- EXERCISE
Copy all of the lines below word for word, leaving out the pictures.

- EXERCISE INPUTS
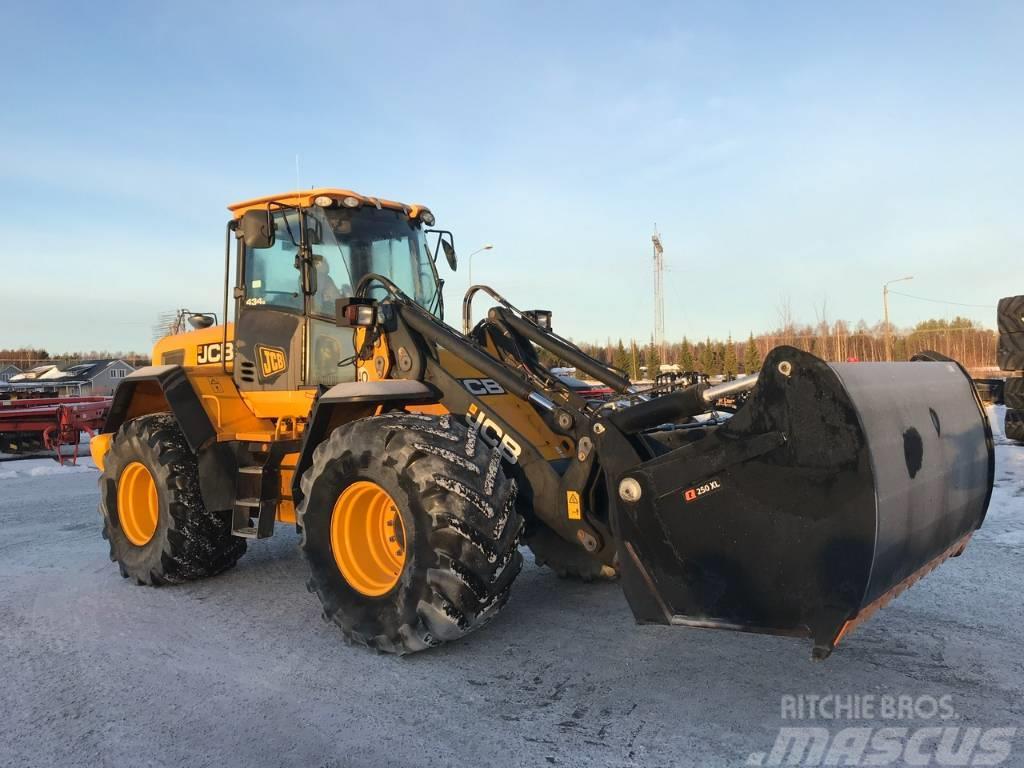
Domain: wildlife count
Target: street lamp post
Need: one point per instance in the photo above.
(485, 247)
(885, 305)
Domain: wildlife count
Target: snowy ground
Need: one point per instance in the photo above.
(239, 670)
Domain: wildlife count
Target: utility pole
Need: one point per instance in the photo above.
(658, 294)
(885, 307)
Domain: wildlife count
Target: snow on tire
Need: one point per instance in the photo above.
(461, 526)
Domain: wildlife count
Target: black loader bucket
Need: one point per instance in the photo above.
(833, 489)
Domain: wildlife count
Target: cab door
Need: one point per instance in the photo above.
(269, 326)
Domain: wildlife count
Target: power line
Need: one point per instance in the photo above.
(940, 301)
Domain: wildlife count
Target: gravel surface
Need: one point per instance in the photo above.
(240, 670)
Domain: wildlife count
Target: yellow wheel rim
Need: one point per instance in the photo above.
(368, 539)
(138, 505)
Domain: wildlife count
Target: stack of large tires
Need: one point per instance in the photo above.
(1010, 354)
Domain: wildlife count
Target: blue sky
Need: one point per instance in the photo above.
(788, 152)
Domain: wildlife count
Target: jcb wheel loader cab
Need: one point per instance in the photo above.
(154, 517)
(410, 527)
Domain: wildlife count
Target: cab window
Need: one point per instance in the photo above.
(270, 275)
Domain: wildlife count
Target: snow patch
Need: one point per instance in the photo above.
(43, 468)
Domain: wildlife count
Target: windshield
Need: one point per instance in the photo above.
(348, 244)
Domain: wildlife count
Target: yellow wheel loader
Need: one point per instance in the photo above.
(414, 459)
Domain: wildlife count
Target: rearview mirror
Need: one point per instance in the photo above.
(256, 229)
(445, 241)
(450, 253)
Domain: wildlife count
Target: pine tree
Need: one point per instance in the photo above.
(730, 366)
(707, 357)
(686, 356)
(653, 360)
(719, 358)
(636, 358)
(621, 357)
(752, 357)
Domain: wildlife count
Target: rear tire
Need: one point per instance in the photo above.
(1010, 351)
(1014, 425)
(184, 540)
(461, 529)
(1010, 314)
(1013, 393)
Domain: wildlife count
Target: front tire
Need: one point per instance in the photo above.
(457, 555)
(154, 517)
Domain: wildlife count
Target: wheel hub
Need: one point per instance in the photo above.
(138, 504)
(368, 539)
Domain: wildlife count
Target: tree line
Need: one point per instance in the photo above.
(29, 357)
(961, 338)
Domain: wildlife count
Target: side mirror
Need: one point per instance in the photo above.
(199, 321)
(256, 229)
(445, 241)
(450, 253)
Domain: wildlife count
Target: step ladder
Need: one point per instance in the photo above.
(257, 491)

- SOLUTION TO THE PROBLEM
Domain: wildlife count
Target: street lamp post
Need: one point per instance in the photo above.
(485, 247)
(885, 305)
Domain: wildlife count
Target: snowy ground
Need: one point per instance in the photo above.
(239, 670)
Domain: wildlife count
Target: utility pole
Need: one point per instance in the photo above.
(658, 294)
(885, 307)
Domain: wildlife count
Target: snow on tire
Need: one point per instance in the photo above.
(461, 526)
Domain: wildlife count
Target: black loader bucket
Need: one point per instance in the photo above.
(833, 489)
Domain: wildlife count
Target: cab door
Need: one point per instance in the photo above.
(269, 326)
Domain: wildlife count
Target: power line
Need: one point per instance in the photo above.
(940, 301)
Domain: wildlife count
Target: gravel surface
Need: one point per instance in the photo above.
(240, 670)
Domain: wildlife count
Target: yellow wheel rim
Need: one point per instance in the photo above.
(368, 539)
(138, 505)
Domain: wildlife count
Target: stack of large tires
Need: one point per instance in the photo above.
(1010, 354)
Domain: wildlife count
Target: blue sky
Need: one point per instance in the photo above.
(788, 152)
Domain: wildlife count
Target: jcb wheel loader cab
Need: one point per instance in the photo above.
(154, 517)
(410, 527)
Domain: wildlife count
Target: cab window
Need: one point per instance in the photo above.
(270, 275)
Domain: wildlife count
Target: snow patch
Need: one point per instance in the photo above.
(43, 468)
Domain: wildlife count
Target: windshield
Need: one point per instance in the photo above.
(348, 244)
Domain: wildlife count
Target: yellow wheel loader
Need: one point per instance in the photo above.
(414, 459)
Domain: wildlife count
Target: rearview mirror
Need: one point per instance in the photo above.
(256, 229)
(445, 241)
(450, 253)
Domain: wildlife count
Target: pine tree
Need: one point per instance in the photo above.
(730, 366)
(707, 357)
(686, 356)
(653, 360)
(719, 358)
(636, 358)
(621, 357)
(752, 357)
Domain: wildlife count
Target: rear tire
Need: one point per instance in the photo above.
(1010, 351)
(1014, 425)
(184, 540)
(461, 529)
(1010, 314)
(1013, 393)
Domain: wildlife count
Target: front tire
Need: one point per instance in the photo above.
(457, 555)
(154, 517)
Domain: wildlife count
Target: wheel hub
Need: one point per instance in the photo above.
(138, 504)
(368, 539)
Domain: wildlife count
Target: tree line
Need: one point per instance in the photo above.
(29, 357)
(961, 338)
Domain: wildlife count
Target: side mirror
Need: one point per instance in the photo above.
(199, 321)
(256, 229)
(445, 241)
(450, 253)
Domain: wildlife count
Target: step ladder
Need: one point per instance in the photo above.
(257, 491)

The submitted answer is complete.